> DOCUMENT SECTION
In this manuscript, the authors investigated the pathological effects of high fat diet (HFD) and fast food diet (FFD) in Ldlr-/-.Leiden mice. The mice on these diets developed pathological conditions similar to those observed in human NASH. Animal models reflecting human pathology like this model mouse are quite valuable and useful for the study of NASH. Overall, this study is interesting, and would be benefit for clinical researchers. However, the scope of this journal is focused on experimental cytology, including cell biology and physiology, molecular biology, and biophysics rather than on clinical and epidemiological studies. Therefore, the authors should substantially revise your study to publish in Cells. In addition, several issues remain to be addressed as follows:

Major:

1. Why did the authors use two different diets, and decide the composition? Detailed explanation on the diets used should be provided.

2. Please discuss why blood glucose levels were not changed by HFD and FFD. From Table S1, it seems that Ldlr-/-.Leiden mice already have weak hyperglycemia. If so, Ldlr-/-.Leiden mice fed on HFD or FFD had better be compared with wild-type mice.

> LISTED ENTRIES
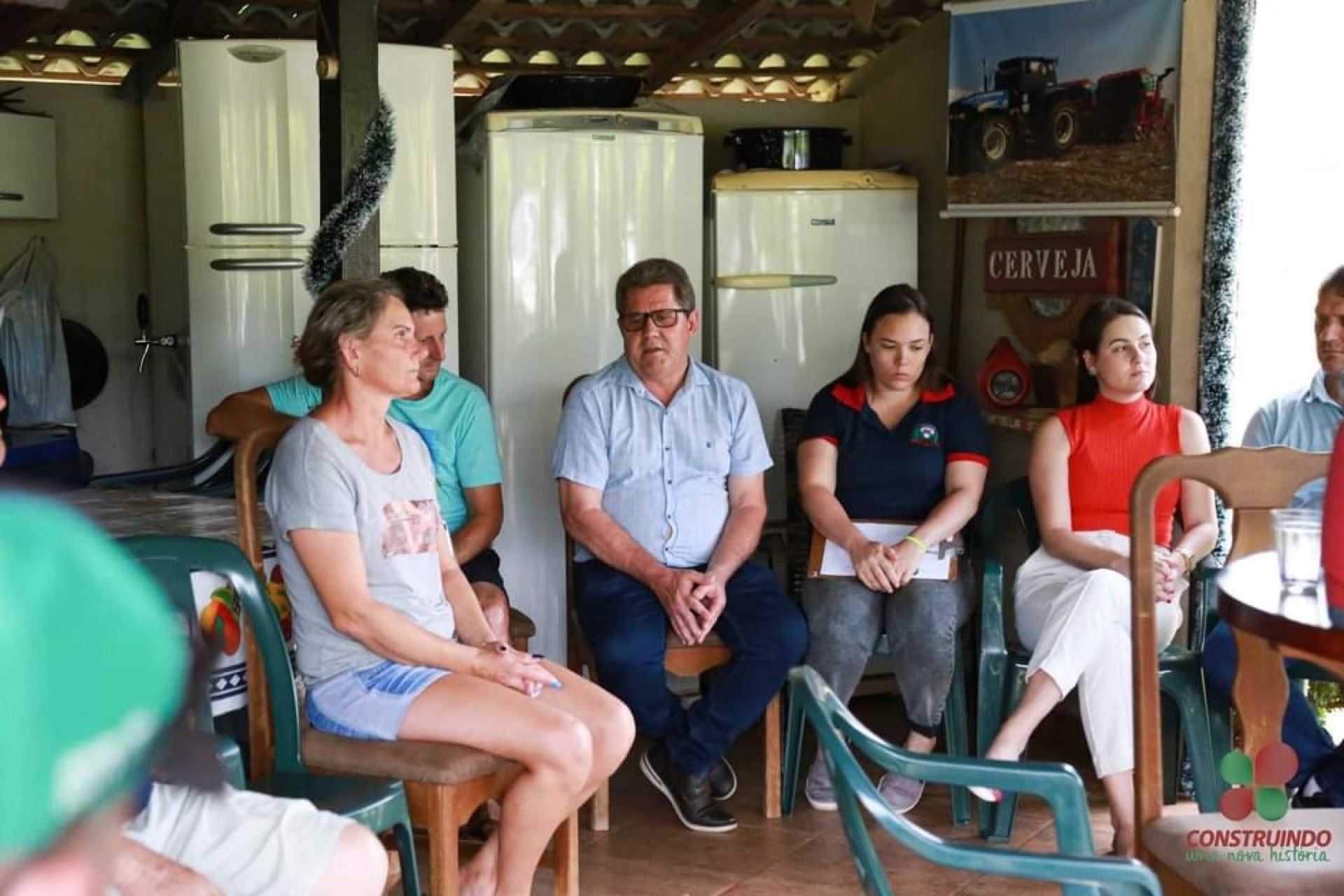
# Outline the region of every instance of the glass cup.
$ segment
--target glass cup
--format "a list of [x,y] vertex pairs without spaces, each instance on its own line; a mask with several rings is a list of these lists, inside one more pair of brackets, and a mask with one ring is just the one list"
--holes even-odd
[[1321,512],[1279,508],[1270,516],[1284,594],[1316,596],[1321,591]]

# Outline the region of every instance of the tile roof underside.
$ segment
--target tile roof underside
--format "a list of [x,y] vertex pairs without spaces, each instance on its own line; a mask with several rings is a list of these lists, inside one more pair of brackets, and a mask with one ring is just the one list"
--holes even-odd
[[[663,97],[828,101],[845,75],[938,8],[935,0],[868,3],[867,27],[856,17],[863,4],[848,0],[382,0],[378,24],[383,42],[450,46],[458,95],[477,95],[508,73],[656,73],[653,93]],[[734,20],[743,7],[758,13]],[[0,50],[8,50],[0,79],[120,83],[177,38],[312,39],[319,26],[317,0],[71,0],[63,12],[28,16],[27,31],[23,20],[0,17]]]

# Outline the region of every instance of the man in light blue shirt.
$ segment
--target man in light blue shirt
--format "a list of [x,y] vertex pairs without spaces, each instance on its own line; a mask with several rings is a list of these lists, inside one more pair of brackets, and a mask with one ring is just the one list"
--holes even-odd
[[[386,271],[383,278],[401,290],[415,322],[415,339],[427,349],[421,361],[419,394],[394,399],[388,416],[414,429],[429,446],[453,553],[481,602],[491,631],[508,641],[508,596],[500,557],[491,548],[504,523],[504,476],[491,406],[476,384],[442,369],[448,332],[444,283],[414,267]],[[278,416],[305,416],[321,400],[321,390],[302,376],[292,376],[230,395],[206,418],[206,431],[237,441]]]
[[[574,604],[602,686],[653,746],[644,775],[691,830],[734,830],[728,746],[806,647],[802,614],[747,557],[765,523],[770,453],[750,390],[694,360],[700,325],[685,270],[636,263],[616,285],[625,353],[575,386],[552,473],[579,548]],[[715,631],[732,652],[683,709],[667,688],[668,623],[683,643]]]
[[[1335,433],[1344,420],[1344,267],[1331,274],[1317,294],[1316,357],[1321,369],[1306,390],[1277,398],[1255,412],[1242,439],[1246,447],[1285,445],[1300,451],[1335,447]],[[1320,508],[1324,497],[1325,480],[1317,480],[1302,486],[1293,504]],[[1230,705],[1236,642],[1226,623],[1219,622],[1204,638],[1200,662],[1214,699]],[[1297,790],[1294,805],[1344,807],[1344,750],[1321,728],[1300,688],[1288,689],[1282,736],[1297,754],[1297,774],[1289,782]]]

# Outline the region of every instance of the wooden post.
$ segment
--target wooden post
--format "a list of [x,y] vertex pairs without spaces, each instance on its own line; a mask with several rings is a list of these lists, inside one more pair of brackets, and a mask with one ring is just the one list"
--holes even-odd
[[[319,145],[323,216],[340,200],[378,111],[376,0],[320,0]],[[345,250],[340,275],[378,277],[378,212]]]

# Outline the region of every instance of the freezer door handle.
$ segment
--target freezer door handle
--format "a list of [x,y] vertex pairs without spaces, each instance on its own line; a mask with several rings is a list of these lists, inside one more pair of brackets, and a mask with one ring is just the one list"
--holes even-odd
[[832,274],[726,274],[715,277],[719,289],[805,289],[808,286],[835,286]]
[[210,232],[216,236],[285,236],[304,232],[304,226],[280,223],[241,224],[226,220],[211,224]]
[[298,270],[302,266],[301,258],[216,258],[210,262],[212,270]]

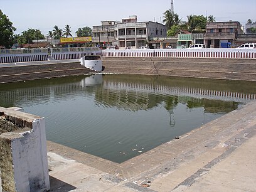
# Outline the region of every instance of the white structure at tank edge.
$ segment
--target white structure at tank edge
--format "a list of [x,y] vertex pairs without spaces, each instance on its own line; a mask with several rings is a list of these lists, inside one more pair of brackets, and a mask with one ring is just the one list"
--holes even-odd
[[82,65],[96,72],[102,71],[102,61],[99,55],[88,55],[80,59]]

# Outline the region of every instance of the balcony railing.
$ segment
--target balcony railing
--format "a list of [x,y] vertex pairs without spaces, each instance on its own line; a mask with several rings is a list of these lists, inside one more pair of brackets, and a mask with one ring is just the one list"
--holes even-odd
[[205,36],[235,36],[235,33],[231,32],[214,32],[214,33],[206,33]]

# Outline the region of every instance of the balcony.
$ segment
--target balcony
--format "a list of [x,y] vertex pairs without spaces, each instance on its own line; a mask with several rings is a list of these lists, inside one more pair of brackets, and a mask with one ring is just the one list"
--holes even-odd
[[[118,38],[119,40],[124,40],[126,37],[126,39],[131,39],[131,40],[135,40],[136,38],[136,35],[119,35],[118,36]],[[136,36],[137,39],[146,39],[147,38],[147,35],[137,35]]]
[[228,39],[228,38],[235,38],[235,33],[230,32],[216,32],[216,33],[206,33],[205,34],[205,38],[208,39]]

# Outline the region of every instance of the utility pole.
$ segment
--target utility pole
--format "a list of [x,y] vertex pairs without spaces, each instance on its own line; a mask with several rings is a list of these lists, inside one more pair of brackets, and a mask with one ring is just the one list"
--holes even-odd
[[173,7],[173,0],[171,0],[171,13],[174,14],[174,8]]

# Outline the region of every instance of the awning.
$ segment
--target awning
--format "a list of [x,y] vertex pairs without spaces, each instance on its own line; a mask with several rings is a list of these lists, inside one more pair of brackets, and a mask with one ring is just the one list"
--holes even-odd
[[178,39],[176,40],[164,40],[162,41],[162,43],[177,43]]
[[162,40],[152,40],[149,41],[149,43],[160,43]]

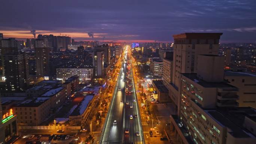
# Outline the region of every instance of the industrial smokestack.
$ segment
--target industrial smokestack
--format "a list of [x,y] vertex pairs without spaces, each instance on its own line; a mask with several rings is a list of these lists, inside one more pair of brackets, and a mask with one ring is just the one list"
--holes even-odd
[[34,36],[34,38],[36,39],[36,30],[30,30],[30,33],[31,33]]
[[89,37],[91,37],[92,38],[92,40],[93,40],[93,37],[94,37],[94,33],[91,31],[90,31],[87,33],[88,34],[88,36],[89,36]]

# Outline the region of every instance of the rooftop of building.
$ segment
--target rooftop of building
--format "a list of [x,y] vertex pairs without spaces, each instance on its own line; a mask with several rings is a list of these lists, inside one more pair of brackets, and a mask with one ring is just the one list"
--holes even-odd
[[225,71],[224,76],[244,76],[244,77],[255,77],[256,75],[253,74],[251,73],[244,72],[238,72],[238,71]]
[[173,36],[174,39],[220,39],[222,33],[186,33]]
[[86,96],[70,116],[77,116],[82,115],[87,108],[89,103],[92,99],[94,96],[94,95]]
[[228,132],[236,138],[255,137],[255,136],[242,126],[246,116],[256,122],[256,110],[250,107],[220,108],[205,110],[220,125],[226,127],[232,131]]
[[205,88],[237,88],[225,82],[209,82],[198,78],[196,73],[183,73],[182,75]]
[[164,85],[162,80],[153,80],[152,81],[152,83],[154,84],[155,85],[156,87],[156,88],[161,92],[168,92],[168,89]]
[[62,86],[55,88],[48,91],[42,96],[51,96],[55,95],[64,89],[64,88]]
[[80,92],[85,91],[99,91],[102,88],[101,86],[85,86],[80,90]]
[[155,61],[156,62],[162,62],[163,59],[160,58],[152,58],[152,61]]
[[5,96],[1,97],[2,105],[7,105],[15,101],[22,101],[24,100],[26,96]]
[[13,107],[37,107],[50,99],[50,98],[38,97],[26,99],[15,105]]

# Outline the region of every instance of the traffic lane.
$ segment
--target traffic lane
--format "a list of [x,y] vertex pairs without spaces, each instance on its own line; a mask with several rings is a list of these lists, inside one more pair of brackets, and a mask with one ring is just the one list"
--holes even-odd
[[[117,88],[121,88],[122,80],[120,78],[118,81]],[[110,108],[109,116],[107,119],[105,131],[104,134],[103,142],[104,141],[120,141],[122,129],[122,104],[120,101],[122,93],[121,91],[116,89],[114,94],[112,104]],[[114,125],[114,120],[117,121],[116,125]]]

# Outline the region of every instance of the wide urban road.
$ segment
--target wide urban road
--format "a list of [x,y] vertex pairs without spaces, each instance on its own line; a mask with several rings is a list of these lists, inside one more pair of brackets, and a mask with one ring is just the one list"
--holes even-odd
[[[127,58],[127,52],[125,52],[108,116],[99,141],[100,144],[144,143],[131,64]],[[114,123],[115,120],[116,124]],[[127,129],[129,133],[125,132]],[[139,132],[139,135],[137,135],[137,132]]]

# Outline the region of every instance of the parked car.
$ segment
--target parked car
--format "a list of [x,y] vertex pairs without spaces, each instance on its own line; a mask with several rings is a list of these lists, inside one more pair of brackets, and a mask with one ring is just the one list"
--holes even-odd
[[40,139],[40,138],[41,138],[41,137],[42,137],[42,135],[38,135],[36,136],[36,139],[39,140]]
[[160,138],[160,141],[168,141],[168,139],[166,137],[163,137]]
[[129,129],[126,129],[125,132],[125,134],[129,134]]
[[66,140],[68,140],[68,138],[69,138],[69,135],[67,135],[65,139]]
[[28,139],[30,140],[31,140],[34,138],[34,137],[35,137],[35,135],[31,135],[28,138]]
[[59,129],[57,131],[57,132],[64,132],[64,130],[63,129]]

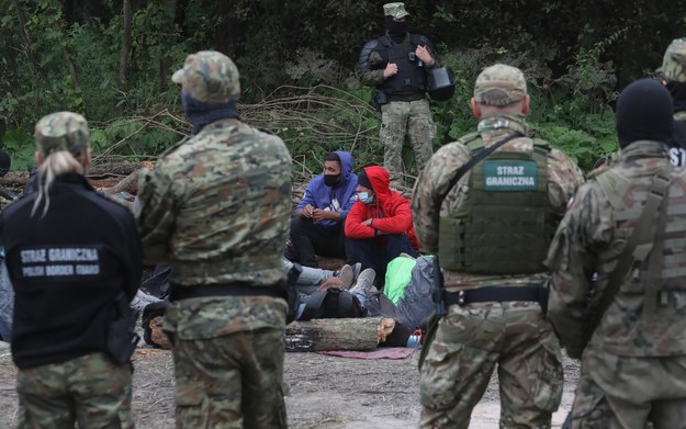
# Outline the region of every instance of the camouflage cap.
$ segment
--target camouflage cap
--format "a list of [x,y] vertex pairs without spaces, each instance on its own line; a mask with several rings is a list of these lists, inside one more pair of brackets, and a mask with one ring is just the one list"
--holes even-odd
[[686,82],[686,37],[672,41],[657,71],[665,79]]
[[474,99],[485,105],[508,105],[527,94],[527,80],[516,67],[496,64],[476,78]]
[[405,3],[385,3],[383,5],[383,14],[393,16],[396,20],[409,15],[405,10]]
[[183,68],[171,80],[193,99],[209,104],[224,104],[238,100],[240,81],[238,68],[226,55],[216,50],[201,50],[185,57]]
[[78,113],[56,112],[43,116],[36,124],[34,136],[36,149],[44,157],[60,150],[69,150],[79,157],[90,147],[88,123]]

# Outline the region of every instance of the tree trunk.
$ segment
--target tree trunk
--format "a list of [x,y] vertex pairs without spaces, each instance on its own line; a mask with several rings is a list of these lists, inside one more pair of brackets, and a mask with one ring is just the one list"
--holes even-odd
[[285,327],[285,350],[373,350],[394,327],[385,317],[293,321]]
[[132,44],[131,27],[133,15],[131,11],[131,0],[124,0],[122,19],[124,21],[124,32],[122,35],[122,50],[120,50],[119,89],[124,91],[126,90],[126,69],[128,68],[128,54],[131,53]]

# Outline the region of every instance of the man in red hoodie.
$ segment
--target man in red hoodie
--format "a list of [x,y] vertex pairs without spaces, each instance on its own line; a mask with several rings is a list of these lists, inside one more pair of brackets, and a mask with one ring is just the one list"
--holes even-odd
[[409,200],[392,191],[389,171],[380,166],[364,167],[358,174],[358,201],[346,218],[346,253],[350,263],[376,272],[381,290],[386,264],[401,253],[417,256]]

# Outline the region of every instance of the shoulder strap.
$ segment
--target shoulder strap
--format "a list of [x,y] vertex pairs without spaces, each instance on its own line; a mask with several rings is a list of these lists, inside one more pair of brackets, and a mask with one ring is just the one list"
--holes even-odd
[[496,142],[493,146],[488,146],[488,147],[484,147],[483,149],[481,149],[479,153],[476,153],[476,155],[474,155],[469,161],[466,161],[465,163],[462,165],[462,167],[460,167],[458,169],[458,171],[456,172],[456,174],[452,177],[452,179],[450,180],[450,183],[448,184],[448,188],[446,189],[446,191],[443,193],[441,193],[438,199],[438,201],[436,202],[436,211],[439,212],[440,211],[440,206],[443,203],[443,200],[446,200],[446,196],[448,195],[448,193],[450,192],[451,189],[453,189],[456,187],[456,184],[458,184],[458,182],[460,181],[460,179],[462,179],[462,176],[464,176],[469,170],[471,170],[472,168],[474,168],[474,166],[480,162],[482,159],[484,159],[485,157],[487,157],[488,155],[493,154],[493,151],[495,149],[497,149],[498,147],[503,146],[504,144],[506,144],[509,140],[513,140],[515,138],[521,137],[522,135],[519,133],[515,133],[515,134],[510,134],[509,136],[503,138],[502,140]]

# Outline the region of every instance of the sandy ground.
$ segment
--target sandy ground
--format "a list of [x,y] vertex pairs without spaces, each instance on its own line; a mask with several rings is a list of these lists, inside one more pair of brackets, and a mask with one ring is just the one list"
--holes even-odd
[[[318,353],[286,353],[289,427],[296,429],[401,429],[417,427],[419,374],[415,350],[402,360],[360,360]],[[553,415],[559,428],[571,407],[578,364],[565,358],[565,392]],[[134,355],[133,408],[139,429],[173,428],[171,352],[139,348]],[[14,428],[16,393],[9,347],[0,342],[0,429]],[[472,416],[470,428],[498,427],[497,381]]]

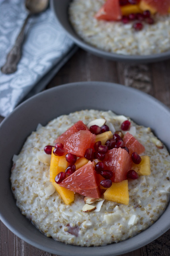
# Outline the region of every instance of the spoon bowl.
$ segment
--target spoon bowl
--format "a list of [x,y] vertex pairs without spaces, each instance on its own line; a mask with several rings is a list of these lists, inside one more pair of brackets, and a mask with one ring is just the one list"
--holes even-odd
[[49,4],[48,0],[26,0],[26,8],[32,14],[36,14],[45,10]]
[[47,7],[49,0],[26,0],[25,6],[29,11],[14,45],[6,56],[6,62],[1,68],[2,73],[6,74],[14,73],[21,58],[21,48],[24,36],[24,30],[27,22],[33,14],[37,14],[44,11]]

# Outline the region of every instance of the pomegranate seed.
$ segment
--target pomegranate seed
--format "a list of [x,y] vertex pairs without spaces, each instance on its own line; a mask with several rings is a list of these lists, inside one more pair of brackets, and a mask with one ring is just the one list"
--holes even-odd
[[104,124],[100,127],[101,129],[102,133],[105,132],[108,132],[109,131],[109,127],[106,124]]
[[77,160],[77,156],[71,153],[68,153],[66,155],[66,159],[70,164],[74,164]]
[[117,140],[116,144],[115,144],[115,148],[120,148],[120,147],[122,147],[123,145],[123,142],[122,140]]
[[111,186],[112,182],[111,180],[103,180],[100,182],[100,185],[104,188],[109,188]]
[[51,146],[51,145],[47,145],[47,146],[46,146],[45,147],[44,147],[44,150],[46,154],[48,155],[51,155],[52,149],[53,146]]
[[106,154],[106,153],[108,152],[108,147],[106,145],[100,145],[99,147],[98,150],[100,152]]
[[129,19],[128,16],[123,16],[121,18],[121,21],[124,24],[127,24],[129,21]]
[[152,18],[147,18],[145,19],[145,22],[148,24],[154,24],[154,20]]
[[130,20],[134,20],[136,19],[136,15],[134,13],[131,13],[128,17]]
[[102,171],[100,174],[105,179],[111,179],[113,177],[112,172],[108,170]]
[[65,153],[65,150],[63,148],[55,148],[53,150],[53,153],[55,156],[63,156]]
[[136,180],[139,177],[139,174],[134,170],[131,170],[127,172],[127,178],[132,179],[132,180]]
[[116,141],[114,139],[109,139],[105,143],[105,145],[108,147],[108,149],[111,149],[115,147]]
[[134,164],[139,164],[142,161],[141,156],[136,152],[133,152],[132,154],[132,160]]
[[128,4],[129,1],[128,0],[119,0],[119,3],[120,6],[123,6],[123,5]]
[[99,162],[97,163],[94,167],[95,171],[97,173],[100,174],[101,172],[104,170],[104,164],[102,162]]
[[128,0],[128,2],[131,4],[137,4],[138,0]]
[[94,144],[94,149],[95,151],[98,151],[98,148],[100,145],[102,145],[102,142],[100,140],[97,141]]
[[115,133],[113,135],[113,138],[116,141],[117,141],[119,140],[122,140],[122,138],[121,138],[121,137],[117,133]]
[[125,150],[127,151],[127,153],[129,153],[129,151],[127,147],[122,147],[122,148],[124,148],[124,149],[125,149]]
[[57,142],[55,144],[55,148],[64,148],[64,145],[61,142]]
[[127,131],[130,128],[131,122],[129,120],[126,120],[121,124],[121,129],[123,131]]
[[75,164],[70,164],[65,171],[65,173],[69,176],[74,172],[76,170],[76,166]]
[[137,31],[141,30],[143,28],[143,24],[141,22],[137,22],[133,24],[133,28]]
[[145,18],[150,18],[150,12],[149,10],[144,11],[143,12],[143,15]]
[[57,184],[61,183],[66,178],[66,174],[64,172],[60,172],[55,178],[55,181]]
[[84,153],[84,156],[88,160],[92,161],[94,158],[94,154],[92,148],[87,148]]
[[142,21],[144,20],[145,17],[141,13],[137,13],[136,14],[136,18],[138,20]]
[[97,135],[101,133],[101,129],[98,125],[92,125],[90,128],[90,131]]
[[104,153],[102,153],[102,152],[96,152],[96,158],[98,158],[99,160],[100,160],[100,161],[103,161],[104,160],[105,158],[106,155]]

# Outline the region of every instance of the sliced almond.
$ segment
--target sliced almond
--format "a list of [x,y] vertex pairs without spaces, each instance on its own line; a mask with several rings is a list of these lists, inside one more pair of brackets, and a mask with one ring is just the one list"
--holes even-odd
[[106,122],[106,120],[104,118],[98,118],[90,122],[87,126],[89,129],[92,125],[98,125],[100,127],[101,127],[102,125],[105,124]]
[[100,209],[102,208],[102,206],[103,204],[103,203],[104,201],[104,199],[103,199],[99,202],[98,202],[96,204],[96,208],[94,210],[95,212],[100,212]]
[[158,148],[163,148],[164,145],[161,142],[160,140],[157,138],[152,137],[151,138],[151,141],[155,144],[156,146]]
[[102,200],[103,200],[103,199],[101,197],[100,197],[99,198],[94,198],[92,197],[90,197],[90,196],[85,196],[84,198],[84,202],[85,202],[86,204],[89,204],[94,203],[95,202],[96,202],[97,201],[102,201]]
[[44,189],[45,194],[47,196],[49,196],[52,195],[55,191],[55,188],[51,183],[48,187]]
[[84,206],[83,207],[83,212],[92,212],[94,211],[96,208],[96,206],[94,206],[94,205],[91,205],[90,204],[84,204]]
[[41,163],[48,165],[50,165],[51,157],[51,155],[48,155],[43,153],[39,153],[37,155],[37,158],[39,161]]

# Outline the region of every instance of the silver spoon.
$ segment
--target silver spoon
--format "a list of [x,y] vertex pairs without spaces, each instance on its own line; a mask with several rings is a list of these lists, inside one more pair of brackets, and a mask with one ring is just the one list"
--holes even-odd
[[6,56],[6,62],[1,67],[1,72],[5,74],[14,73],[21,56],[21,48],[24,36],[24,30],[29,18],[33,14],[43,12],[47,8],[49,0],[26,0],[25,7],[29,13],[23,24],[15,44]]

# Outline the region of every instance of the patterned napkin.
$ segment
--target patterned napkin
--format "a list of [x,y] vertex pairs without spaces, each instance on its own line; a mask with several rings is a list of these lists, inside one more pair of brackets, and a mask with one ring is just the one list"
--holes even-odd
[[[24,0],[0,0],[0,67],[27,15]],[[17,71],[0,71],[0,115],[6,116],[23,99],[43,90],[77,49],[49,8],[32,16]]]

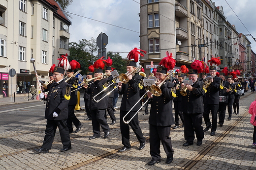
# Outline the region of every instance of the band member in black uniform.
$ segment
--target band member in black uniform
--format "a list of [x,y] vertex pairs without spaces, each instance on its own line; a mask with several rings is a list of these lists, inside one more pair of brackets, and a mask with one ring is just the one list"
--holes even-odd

> WORK INSTRUCTIONS
In the review of the mouse study on diet-induced NASH, why does the reviewer suggest comparing the HFD- and FFD-fed Ldlr-/-.Leiden mice with wild-type mice? Answer in one to three sentences.

> EXPECTED ANSWER
The reviewer notes that, judging from Table S1, Ldlr-/-.Leiden mice appear to already have weak hyperglycemia. This could explain why blood glucose levels did not change on HFD or FFD, so the reviewer suggests a comparison with wild-type mice.